In connection with his decision to retire from the Company, on April 17, 2006, the Company entered into a Retirement Agreement (the "Agreement") with John T. Schuessler, its Chairman of the Board, Chief Executive Officer and President. Pursuant to the terms of the Agreement, Mr. Schuessler’s retirement was effective on April 17, 2006 and he agreed to serve as a consultant to the Company through April 17, 2008. He also agreed to confidentiality and non-compete provisions and other customary terms.

Under the Agreement, Mr. Schuessler is entitled to receive $3,000,000, payable in installments through April 17, 2008, subject to compliance with the terms and conditions of the Agreement. He will also be entitled to receive a cash payment if the Nominal 2006 Cash Bonus Amount exceeds $900,000. The Nominal 2006 Cash Bonus Amount equals the amount Mr. Schuessler would be entitled to be paid pursuant to the Company’s Senior Executive Annual Performance Plan, in accordance with the performance objectives and measures adopted by the Compensation Committee on March 17, 2006 and without reduction at the Compensation Committee’s discretion, if Mr. Schuessler had still been employed by the Company on the payment date for 2006 awards under that Plan.

Pursuant to the pre-existing retirement provisions of the Company’s 1990 Stock Option Plan and the 2003 Stock Incentive Plan, Mr. Schuessler is also entitled to (i) exercise vested non-qualified stock options to purchase 489,000 common shares of the Company until the earlier of the option expiration date or 48 months after April 17, 2006, and (ii) the issuance of common shares of the Company pursuant to the terms of the Performance Share Award Agreement dated March 19, 2004 entered into between the Company and Mr. Schuessler and the Stock Unit Award Agreement dated April 22, 2004 entered into between the Company and Mr. Schuessler. Pursuant to the terms of the awards, Mr. Schuessler will not receive common shares in connection with the performance shares that were awarded to him on March 23, 2005 and March 17, 2006.

Mr. Schuessler will also be entitled to participate in the Company’s group health insurance plan for a period not to exceed seven and one half years following April 17, 2006, on the same terms and conditions as are available to other former Company employees generally, at his expense (except as described below), and in accordance with applicable law, other than those provisions relating to the maximum required periods of continuation coverage. The Company agreed to pay Mr. Schuessler an amount equal to the premium cost incurred in maintaining the applicable coverage for Mr. Schuessler and his dependents through April 17, 2008. The Company also agreed to reimburse Mr. Schuessler in an amount not to exceed $20,000 for legal and financial planning costs incurred by him in connection with his retirement from the Company.

(Photo-based point labeling data)
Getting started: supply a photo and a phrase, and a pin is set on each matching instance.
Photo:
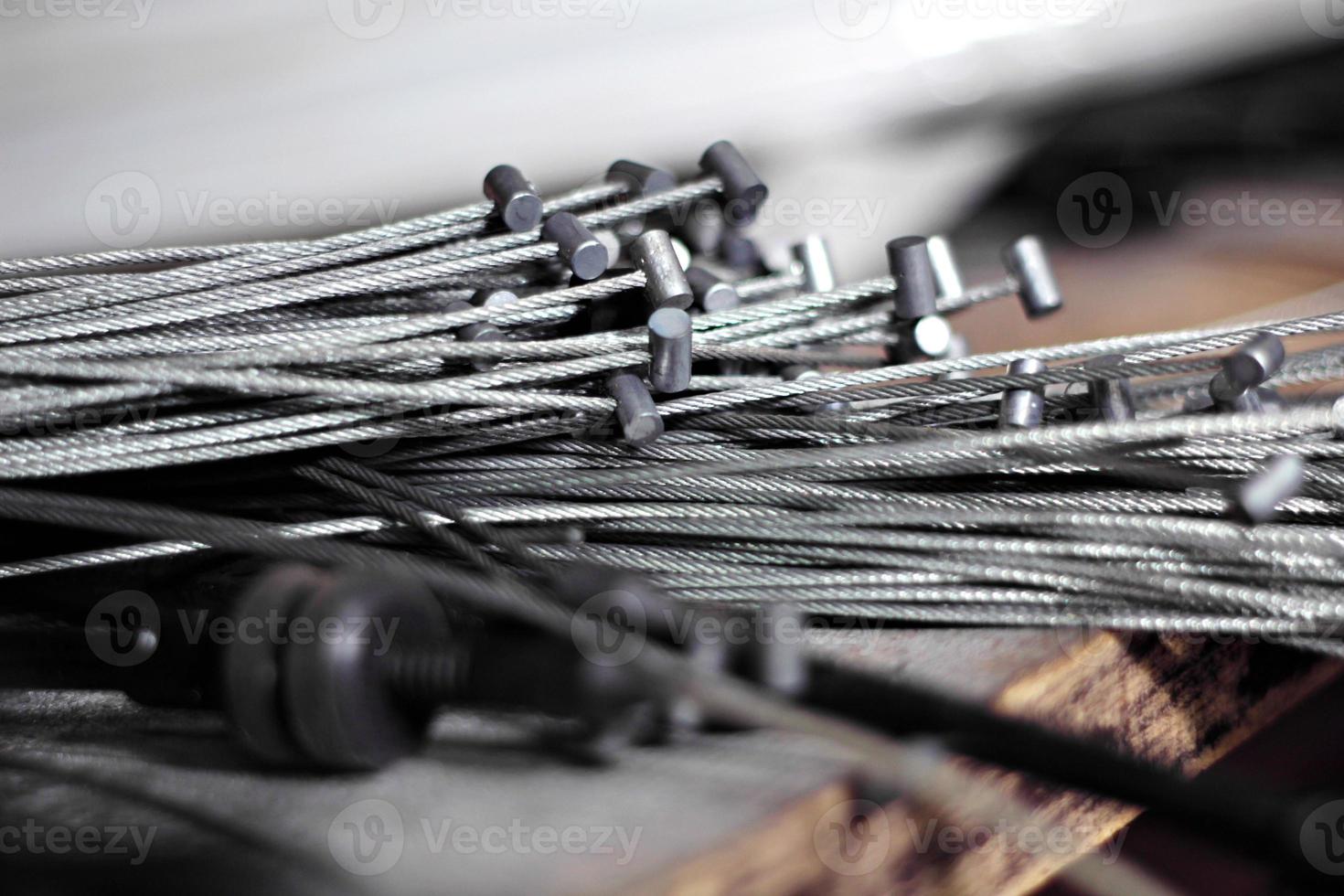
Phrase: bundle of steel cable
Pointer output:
(454, 357)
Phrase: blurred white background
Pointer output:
(159, 123)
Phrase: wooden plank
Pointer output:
(1180, 701)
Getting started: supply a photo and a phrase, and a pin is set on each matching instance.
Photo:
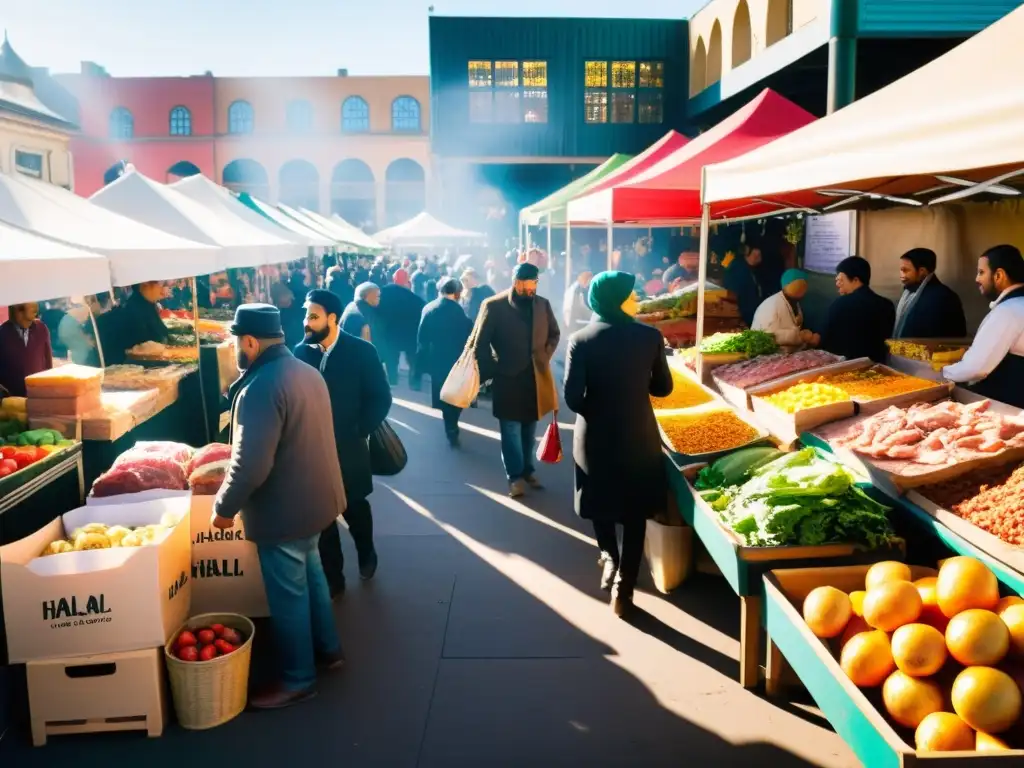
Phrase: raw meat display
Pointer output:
(760, 370)
(133, 480)
(207, 479)
(937, 434)
(991, 499)
(215, 452)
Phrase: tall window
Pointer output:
(508, 91)
(406, 115)
(624, 91)
(240, 118)
(299, 115)
(122, 124)
(354, 115)
(180, 122)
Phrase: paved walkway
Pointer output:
(484, 640)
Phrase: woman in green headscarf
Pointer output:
(613, 367)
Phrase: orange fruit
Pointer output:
(920, 650)
(887, 570)
(826, 611)
(892, 604)
(909, 699)
(985, 742)
(977, 638)
(857, 601)
(1013, 616)
(867, 659)
(942, 731)
(855, 627)
(966, 583)
(986, 699)
(1006, 602)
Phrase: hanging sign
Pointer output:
(827, 240)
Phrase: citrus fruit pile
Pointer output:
(946, 651)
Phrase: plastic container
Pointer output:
(210, 693)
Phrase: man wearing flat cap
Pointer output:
(360, 399)
(516, 337)
(285, 479)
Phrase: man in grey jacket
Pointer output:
(286, 481)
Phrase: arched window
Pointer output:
(299, 115)
(355, 115)
(122, 124)
(406, 115)
(180, 122)
(240, 118)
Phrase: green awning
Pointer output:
(555, 204)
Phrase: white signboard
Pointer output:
(827, 240)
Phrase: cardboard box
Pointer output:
(225, 572)
(97, 601)
(92, 694)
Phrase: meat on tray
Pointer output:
(760, 370)
(936, 434)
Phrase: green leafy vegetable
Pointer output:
(802, 499)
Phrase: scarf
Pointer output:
(607, 292)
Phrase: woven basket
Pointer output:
(209, 693)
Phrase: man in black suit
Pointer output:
(928, 308)
(859, 321)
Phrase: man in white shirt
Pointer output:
(993, 367)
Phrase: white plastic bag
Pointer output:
(463, 382)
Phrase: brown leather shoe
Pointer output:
(279, 698)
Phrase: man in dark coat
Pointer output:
(25, 348)
(360, 398)
(928, 308)
(516, 337)
(399, 311)
(476, 292)
(440, 340)
(613, 367)
(859, 321)
(285, 479)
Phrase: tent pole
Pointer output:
(610, 230)
(701, 279)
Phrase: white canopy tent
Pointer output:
(424, 229)
(37, 268)
(219, 199)
(135, 252)
(952, 128)
(140, 198)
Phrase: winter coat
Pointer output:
(610, 373)
(441, 338)
(284, 475)
(514, 347)
(360, 398)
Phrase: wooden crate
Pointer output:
(744, 566)
(91, 694)
(861, 725)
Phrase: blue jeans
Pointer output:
(300, 608)
(518, 440)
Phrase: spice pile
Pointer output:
(806, 395)
(760, 370)
(706, 432)
(934, 434)
(685, 393)
(875, 383)
(991, 499)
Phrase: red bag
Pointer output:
(550, 450)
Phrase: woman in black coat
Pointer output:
(440, 340)
(613, 367)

■ Problem to work on
Could you extract, word for word, the part of the retirement agreement summary starting at "Mr. Schuessler will also" and ending at "from the Company."?

■ Solution to this problem
Mr. Schuessler will also be entitled to participate in the Company’s group health insurance plan for a period not to exceed seven and one half years following April 17, 2006, on the same terms and conditions as are available to other former Company employees generally, at his expense (except as described below), and in accordance with applicable law, other than those provisions relating to the maximum required periods of continuation coverage. The Company agreed to pay Mr. Schuessler an amount equal to the premium cost incurred in maintaining the applicable coverage for Mr. Schuessler and his dependents through April 17, 2008. The Company also agreed to reimburse Mr. Schuessler in an amount not to exceed $20,000 for legal and financial planning costs incurred by him in connection with his retirement from the Company.